WORK INSTRUCTIONS: Please copy each line from the entries that contains the string "woven".

(Data excerpts)
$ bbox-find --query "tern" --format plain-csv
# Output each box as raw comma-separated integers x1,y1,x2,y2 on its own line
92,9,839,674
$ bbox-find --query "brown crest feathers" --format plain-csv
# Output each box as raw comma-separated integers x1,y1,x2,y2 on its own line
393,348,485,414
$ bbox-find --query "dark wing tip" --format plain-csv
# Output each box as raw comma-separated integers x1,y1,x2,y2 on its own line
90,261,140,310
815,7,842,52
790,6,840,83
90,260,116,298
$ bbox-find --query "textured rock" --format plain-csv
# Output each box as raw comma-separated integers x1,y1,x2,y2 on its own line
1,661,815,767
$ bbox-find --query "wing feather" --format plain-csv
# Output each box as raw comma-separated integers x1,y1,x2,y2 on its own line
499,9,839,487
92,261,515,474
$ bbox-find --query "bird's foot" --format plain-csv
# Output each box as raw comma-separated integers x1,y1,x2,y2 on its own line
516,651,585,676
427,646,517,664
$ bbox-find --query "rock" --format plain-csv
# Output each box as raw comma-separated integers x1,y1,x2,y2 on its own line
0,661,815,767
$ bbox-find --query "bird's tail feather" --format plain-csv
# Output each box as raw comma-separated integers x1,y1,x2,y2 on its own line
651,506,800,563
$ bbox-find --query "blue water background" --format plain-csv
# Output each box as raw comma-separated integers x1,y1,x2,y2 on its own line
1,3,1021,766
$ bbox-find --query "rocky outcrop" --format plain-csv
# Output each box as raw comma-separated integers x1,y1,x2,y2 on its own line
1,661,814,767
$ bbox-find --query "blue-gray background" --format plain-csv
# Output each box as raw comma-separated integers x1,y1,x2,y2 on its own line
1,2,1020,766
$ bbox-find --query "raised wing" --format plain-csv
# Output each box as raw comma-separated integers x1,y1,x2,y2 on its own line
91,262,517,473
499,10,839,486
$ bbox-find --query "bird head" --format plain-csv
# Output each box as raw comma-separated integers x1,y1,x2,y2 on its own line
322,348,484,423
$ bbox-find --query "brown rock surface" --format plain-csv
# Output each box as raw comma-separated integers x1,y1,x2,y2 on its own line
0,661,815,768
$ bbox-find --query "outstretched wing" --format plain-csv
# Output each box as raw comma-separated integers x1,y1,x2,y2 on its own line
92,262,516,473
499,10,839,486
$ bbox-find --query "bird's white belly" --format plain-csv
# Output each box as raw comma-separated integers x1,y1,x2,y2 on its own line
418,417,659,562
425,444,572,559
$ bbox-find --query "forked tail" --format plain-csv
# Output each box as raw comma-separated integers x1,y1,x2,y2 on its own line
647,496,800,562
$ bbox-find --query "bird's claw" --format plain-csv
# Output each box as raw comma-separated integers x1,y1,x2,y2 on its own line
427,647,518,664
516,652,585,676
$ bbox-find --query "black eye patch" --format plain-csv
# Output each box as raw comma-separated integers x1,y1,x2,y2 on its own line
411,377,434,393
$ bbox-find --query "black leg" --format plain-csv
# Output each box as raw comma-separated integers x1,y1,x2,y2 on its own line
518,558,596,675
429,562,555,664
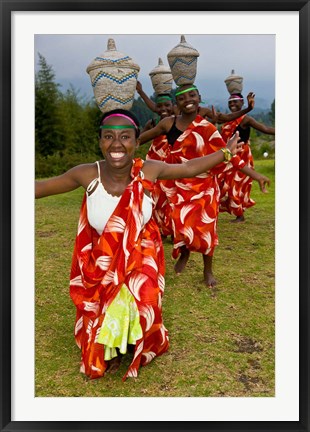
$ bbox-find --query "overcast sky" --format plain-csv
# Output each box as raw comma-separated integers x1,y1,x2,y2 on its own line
34,34,275,108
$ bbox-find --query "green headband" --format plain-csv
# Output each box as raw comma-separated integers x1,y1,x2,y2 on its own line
175,86,198,96
100,125,136,130
156,95,172,103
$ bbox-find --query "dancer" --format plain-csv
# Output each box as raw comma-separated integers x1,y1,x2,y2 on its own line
136,82,175,237
35,108,244,380
138,85,270,287
219,92,275,222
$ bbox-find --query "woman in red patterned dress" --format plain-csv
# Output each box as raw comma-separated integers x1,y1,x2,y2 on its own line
138,85,270,288
35,108,243,381
136,82,175,238
219,93,275,222
136,81,256,239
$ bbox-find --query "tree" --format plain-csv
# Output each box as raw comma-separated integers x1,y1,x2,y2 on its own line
59,88,102,157
35,53,64,157
58,85,89,154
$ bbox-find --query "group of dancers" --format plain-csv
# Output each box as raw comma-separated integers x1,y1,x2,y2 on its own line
35,74,274,381
136,81,274,286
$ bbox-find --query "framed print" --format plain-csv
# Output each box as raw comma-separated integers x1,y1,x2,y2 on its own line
1,0,309,431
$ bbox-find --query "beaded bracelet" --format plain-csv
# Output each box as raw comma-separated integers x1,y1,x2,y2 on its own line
220,147,233,162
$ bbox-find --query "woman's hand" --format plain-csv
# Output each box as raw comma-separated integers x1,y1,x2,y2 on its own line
256,174,270,193
247,92,255,110
207,106,219,124
240,166,270,193
226,131,244,155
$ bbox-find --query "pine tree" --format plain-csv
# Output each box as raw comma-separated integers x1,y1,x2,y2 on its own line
59,86,101,156
35,53,64,156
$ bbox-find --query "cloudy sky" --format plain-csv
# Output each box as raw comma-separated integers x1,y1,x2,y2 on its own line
34,34,275,109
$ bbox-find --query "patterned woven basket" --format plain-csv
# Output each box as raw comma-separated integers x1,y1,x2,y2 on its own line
224,69,244,94
167,35,200,86
149,58,173,95
86,38,140,113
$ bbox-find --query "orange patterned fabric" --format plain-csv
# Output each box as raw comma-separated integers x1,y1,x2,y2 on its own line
161,115,230,259
146,135,174,237
69,158,169,381
219,116,255,216
146,134,170,162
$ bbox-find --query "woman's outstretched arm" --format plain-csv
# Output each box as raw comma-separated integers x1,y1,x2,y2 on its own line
143,132,242,180
35,164,91,198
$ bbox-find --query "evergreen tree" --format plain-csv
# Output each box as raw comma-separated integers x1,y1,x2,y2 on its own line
83,101,103,157
35,53,64,156
59,85,89,154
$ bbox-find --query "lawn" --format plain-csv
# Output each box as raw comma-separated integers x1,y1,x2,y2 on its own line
35,159,275,397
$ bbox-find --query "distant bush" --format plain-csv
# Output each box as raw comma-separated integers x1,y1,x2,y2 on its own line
35,146,152,178
250,133,275,160
35,151,100,178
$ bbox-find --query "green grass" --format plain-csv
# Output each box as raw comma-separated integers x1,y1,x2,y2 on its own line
35,159,275,397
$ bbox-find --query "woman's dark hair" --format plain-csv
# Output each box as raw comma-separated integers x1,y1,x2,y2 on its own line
98,108,140,138
157,93,172,98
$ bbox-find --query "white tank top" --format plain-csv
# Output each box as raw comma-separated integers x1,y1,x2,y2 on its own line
86,161,153,235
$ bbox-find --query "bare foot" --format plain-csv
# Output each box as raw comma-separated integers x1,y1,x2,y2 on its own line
204,271,217,288
174,247,190,274
106,355,122,374
231,215,245,223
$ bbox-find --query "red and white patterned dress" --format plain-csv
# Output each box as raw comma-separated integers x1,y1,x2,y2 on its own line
161,114,245,259
218,116,255,216
146,135,174,237
69,158,169,381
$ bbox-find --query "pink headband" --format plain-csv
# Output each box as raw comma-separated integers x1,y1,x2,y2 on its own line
229,95,244,101
103,113,138,128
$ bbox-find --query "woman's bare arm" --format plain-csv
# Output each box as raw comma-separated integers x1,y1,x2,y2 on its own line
200,92,256,124
138,117,173,145
35,164,94,198
143,132,242,180
136,81,158,113
242,116,275,134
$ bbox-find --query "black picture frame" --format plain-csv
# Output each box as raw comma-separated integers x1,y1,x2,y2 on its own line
1,1,309,431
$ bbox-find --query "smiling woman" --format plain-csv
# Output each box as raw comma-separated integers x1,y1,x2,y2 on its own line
137,84,270,287
34,107,244,381
218,92,275,222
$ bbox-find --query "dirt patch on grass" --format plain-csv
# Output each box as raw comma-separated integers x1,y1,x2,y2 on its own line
238,372,261,391
233,335,263,353
37,230,56,237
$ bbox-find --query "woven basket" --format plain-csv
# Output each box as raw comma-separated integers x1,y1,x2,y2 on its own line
167,35,200,86
149,58,173,95
224,69,244,94
86,38,140,113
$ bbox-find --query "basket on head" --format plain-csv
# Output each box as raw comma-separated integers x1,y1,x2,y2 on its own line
167,35,200,86
86,38,140,113
224,69,243,95
149,58,173,95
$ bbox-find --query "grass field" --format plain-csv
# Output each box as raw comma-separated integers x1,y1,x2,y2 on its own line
35,159,275,397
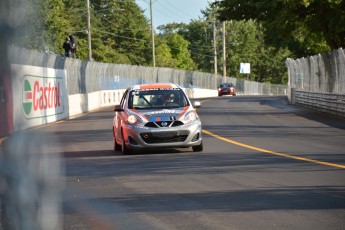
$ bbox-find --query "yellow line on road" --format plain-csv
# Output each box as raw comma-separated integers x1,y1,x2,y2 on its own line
202,129,345,169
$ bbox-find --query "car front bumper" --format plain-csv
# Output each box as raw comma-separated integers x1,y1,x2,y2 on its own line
123,121,202,150
221,89,235,95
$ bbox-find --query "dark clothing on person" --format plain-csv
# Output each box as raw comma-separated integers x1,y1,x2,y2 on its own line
69,35,77,54
63,38,71,57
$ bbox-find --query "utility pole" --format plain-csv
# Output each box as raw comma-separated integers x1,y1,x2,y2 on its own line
222,21,226,83
150,0,155,67
87,0,92,61
213,19,217,75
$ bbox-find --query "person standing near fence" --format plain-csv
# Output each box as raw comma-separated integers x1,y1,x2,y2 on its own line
62,37,71,57
69,35,77,58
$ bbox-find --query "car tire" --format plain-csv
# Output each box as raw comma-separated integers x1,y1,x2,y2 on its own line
192,141,203,152
121,131,131,155
113,128,121,152
114,138,121,152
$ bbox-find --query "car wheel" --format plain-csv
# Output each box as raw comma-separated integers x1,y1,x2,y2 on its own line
218,93,222,97
121,131,131,155
192,141,203,152
114,138,121,152
113,128,121,152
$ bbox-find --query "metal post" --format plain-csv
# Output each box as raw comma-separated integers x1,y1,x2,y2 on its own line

ANSWER FOR THIS EXERCISE:
$ bbox-find --query "patterned woven basket" --format plain-csv
$ bbox-find --query "woven basket" --format plain-csv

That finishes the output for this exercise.